◆ INFORMATION SHOWN
════════════════

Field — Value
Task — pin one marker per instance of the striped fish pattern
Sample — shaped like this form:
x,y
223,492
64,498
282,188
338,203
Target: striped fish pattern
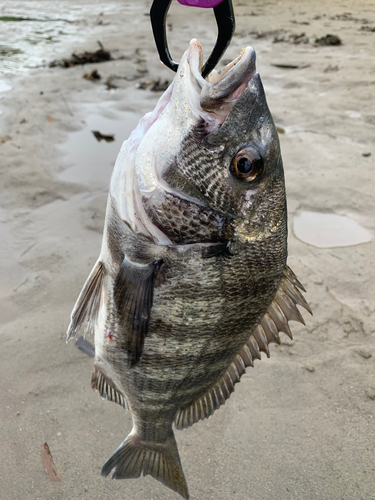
x,y
192,283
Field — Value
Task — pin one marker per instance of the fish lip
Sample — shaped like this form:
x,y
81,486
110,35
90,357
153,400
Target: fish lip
x,y
225,85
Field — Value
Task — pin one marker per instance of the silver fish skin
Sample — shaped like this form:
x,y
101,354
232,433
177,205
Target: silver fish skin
x,y
191,283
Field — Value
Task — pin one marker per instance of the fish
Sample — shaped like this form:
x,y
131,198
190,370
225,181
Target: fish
x,y
192,281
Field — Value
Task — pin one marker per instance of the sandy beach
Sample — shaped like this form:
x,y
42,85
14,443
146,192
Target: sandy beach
x,y
301,424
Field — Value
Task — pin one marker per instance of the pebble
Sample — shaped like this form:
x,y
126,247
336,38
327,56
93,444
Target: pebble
x,y
364,353
309,368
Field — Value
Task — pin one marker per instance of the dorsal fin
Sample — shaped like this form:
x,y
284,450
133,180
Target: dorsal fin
x,y
86,309
282,309
106,388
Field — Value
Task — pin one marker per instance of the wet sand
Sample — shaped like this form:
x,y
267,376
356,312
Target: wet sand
x,y
300,425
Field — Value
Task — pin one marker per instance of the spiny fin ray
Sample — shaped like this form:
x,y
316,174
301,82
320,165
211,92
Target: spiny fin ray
x,y
282,310
107,389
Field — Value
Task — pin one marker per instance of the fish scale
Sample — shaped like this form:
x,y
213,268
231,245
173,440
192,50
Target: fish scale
x,y
192,283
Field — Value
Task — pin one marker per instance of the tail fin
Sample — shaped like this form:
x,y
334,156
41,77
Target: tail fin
x,y
161,461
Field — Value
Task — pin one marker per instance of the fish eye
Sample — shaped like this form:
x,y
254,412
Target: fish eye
x,y
247,165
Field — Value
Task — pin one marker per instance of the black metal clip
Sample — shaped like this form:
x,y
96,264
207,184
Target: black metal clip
x,y
225,22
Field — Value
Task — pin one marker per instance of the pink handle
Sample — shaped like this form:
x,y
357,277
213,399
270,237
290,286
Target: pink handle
x,y
205,4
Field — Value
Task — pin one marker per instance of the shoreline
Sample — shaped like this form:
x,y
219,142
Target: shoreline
x,y
300,425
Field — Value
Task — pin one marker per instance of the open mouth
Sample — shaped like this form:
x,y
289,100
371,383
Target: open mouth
x,y
221,89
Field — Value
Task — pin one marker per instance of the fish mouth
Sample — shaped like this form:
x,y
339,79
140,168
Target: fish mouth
x,y
219,91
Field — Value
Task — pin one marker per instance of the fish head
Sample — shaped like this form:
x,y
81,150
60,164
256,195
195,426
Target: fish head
x,y
211,147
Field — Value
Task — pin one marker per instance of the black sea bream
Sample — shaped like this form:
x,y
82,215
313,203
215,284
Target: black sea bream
x,y
192,281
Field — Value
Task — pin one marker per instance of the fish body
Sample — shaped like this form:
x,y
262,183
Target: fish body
x,y
192,281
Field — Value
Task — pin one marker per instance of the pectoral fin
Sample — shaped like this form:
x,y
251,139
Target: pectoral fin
x,y
86,309
133,294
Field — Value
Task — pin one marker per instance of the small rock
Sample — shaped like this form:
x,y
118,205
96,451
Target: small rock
x,y
364,353
328,40
309,368
5,138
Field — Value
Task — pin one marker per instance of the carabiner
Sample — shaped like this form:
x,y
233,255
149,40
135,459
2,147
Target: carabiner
x,y
225,23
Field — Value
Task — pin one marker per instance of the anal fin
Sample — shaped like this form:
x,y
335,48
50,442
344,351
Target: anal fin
x,y
282,310
107,389
86,309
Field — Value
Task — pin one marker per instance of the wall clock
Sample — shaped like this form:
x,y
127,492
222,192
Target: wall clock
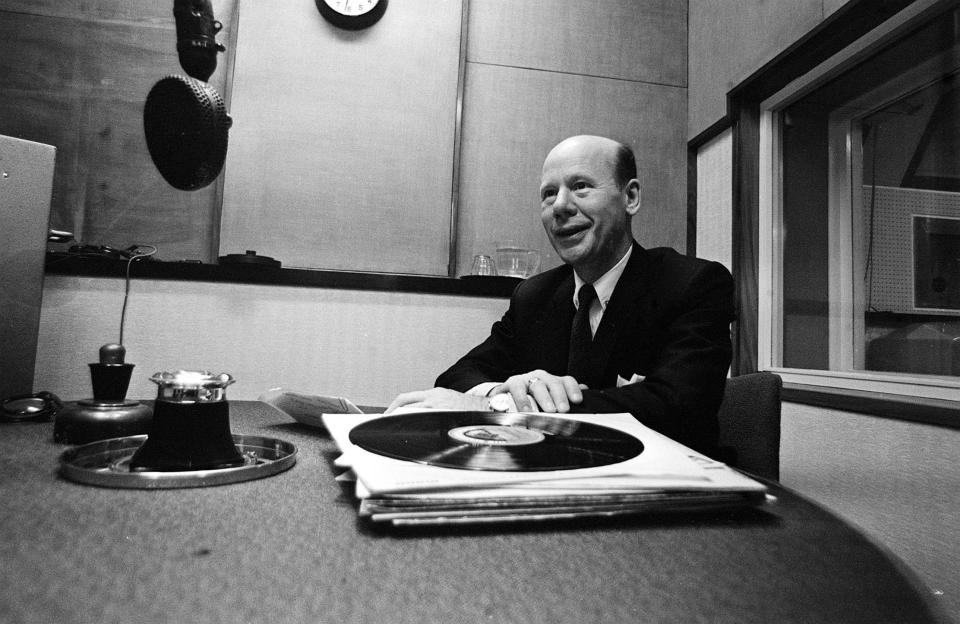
x,y
352,14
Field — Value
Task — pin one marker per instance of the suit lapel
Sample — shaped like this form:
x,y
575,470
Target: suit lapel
x,y
625,305
554,325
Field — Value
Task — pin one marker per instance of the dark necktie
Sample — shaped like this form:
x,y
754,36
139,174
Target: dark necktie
x,y
580,335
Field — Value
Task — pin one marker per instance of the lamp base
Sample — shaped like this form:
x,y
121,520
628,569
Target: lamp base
x,y
90,420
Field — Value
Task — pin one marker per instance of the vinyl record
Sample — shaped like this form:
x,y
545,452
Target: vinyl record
x,y
495,441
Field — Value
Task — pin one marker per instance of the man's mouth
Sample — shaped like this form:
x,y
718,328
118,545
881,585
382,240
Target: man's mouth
x,y
570,230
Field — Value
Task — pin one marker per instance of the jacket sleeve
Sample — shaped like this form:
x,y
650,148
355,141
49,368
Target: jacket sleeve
x,y
492,360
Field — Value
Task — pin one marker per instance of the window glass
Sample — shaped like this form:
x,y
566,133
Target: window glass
x,y
869,192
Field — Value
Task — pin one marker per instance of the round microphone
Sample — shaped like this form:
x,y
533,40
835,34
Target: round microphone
x,y
185,122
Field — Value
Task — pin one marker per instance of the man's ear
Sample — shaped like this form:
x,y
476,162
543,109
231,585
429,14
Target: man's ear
x,y
632,193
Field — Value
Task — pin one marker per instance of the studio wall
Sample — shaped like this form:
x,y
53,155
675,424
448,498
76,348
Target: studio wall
x,y
344,147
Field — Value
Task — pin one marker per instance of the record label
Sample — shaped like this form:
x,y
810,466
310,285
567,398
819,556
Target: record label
x,y
496,435
495,441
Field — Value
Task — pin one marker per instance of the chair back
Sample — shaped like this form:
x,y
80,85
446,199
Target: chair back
x,y
749,419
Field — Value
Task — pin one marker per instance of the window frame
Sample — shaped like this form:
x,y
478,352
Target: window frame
x,y
845,295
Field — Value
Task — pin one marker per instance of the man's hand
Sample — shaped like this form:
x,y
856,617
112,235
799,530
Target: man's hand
x,y
440,398
548,393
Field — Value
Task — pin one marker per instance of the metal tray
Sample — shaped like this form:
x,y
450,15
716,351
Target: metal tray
x,y
107,463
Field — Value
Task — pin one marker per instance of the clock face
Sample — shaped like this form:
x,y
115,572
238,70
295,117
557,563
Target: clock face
x,y
352,14
352,7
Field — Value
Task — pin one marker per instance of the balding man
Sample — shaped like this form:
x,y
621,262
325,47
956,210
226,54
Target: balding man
x,y
616,328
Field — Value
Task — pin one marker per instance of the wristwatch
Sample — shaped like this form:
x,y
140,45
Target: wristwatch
x,y
501,403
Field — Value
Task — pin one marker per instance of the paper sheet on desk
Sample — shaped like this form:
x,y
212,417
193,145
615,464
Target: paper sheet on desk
x,y
307,409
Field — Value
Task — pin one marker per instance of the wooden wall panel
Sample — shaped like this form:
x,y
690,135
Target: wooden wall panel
x,y
728,42
643,41
366,345
341,152
26,181
513,117
715,201
75,75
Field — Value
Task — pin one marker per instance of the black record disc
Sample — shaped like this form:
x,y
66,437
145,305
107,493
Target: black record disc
x,y
495,441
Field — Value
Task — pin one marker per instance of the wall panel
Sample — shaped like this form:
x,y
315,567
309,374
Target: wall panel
x,y
513,116
368,346
727,44
626,39
341,152
715,200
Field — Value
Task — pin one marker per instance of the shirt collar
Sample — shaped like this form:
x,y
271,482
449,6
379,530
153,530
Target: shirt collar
x,y
605,283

════════════════

◆ AIM OF THE EXERCISE
Please show each line of the records that contains the string "paper", treating uppercase and lowercase letters as different.

◆ RESPONSE TO THIS EXERCISE
Task — pin one marker per instance of the paper sheet on desk
Target: paper sheet on desk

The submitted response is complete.